* WORK REQUEST 1
Answer these questions using the review of the film Year 10.
(a) At which film festival was Year 10 playing?
(b) What did the cannibals steal besides murdering the young man's father?
(c) What does the young man accidentally do while rifling through the abandoned cars?
* WORK REQUEST 2
Decide whether each statement agrees with the review of the film Year 10, and support each answer with the deciding words from the review.
(a) The reviewer watched Year 10 at the festival.
(b) The opening text says that by Year 10 the living ate the living.
(c) The young man and his father are out fishing when the mistake happens.
* WORK REQUEST 3
Carry on the review of the film Year 10, picking up right after its last sentence.

* DOCUMENT SEGMENT
%%

Year 10
Beware the dogs

After the fall of civilization, a young man confronts a violent tribe of cannibals who have murdered his father and stolen the medicine that keeps his girlfriend alive.
Like Flow and Invisible Raptor, Year 10 was one of the movies that was playing at the Trieste Science Fiction Film Festival that I would have liked to have seen, but I missed my chance for one reason or another. They're all streaming now, so I'm catching up.

The film begins with a couple of lines of ominous text:
It was all over in a day. At first, the living ate the dead. By Year 10, the living ate the living.
Set in a brutal world, long after the collapse of society, with its broken and overgrown remnants slowly rusting into the ground all around them, it's obvious from the start that this is the kind of place where a single mistake, a single moment of carelessness, can wreck your entire life.
And that is exactly what happens to a young man and his father as they are out hunting. While rifling through the wrecks of some long-abandoned cars, the young man accidentally lays on one of the car horns, and now everyone in the area knows that they're there.

%%

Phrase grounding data

%%

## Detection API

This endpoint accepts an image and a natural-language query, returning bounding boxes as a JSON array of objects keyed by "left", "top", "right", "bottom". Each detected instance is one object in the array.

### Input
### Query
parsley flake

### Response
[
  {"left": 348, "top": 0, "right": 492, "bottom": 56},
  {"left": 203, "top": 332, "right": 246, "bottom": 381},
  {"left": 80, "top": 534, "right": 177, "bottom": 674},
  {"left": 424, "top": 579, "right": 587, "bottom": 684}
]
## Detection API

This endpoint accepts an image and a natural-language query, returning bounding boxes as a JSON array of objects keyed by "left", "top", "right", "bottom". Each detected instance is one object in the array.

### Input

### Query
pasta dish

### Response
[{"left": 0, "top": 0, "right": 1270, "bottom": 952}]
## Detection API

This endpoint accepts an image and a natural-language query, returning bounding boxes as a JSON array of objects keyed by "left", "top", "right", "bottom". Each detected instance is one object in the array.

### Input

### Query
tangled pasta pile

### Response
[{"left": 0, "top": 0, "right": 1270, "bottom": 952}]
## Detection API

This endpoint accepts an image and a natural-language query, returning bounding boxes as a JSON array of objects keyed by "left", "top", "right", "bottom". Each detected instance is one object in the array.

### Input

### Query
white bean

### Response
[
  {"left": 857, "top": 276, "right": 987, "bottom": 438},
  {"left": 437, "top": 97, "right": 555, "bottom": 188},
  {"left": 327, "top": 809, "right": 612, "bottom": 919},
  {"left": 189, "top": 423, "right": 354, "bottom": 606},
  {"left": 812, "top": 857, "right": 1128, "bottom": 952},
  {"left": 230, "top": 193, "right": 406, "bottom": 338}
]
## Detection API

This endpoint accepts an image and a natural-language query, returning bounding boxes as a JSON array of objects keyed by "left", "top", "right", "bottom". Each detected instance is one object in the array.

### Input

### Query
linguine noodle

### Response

%%

* ANSWER SECTION 1
(a) The Trieste Science Fiction Film Festival.
(b) The medicine that keeps his girlfriend alive.
(c) He lays on one of the car horns.

* ANSWER SECTION 2
(a) No: "I would have liked to have seen, but I missed my chance for one reason or another."
(b) Yes: "By Year 10, the living ate the living."
(c) No: "as they are out hunting."

* ANSWER SECTION 3
Soon enough, a small family of vicious raiders find their trail and follow them home, quickly discovering their little hovel hidden beneath its screen of branches and brush. While the young man and his sickly girlfriend hide in the foul waters of their outhouse's shit pit, his father is killed, his body dragged away to be devoured, and their small cache of supplies is looted and stolen, including the medicine his sickly girlfriend depends on. With no other choice, the young man must track down the raiders and steal back the medicine, or his girlfriend will die.

Once you're past that set-up, the film is mostly a series of events where you find yourself going: “c'mon, man… just get the fuck out of there,” over and over again, while the young man is either taking too many ridiculous and unnecessary risks, or he is taking for-fucking-ever while he's sneaking around the bad guys' camp, or he is just plain fucking up somehow and like... trips on a bunch of noisy shit or something.
Even worse, sometimes he just doesn't pay attention, like he forgets that a bunch of post-apocalyptic hillbilly savages are chasing him. Honestly, most of the events in this film seem to happen because the young man's choices only ever leave a trail of destruction behind him that only harms other people.
It’s a stressful film, and often more than a little aggrivating.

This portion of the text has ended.